[zero] fix gradient clipping in hybrid parallelism (#2521)

* [zero] fix gradient clipping in hybrid parallelism * [testing] change model name to avoid pytest warning * [hotfix] fix unit testing
2025-09-17 23:18:36 +00:00 · 2023-01-29 15:09:57 +08:00
parent fd8d19a6e7
commit 077a5cdde4
6 changed files with 45 additions and 26 deletions
--- a/colossalai/zero/sharded_optim/_utils.py
+++ b/colossalai/zero/sharded_optim/_utils.py
@@ -6,9 +6,7 @@ import torch.distributed as dist
 from torch._six import inf
 from torch._utils import _flatten_dense_tensors, _unflatten_dense_tensors

-from colossalai.context import ParallelMode
-from colossalai.core import global_context as gpc
-from colossalai.tensor import ProcessGroup
+from colossalai.tensor import ColoParameter
 from colossalai.utils import is_model_parallel_parameter


@@ -225,7 +223,10 @@ def compute_norm(gradients, params, dp_group, mp_group, norm_type=2):

        for g, p in zip(gradients, params):
            # Pipeline parallelism may replicate parameters. Avoid multi-counting.

● Stored data
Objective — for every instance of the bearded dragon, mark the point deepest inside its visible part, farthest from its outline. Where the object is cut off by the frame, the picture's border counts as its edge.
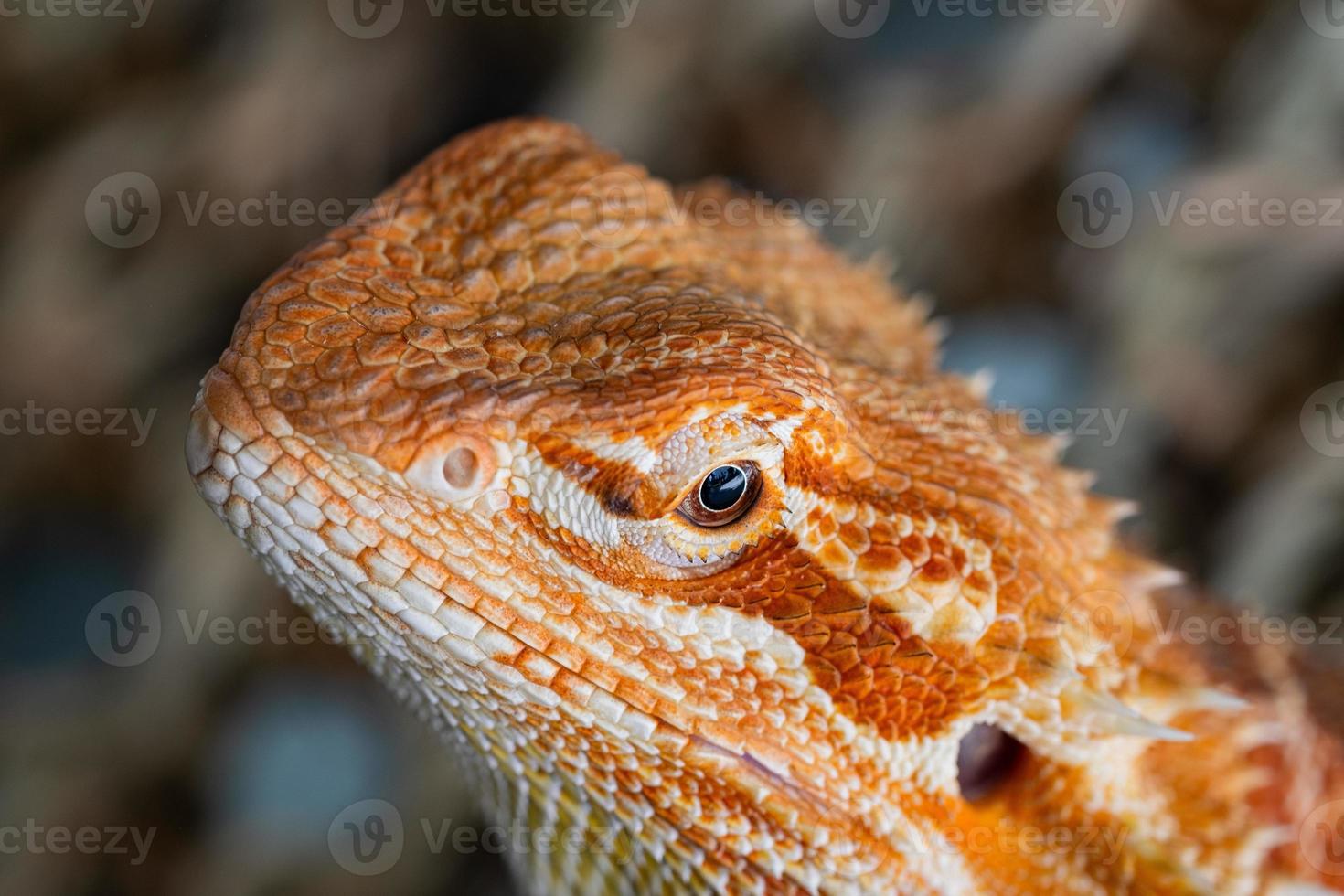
...
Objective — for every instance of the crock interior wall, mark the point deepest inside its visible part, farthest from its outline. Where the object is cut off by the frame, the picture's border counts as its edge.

● Task requirements
(a) Answer these about the gradient clipping commit page, each on its own line:
(i) How many files changed, and how many additions and deletions were there?
(ii) Which import line is added to colossalai/zero/sharded_optim/_utils.py?
(iii) What parameters does compute_norm take?
(b) Using the gradient clipping commit page, explain why the model name in the tests was changed.
(c) Continue the gradient clipping commit page from the point where it stops.

● Results for the exercise
(a)
(i) 6 files changed, with 45 additions and 26 deletions.
(ii) from colossalai.tensor import ColoParameter
(iii) gradients, params, dp_group, mp_group, and norm_type=2

(b) The model name was changed to avoid a pytest warning.

(c)
-            if is_model_parallel_parameter(p) or mp_rank == 0:
+            tp_param_flag = False
+            if is_model_parallel_parameter(p) or (isinstance(p, ColoParameter) and not p.is_replicate()):
+                tp_param_flag = True
+            if tp_param_flag or mp_rank == 0:
                param_norm = g.data.double().norm(2)
                total_norm += param_norm.item()**2

@@ -234,7 +235,7 @@ def compute_norm(gradients, params, dp_group, mp_group, norm_type=2):
        torch.distributed.all_reduce(total_norm_cuda, op=torch.distributed.ReduceOp.SUM, group=dp_group)

        if mp_group is not None:
-            dist.all_reduce(tensor=total_norm_cuda, op=torch.distributed.ReduceOp.SUM)
+            dist.all_reduce(tensor=total_norm_cuda, op=torch.distributed.ReduceOp.SUM, group=mp_group)

        total_norm = total_norm_cuda[0].item()**(1. / norm_type)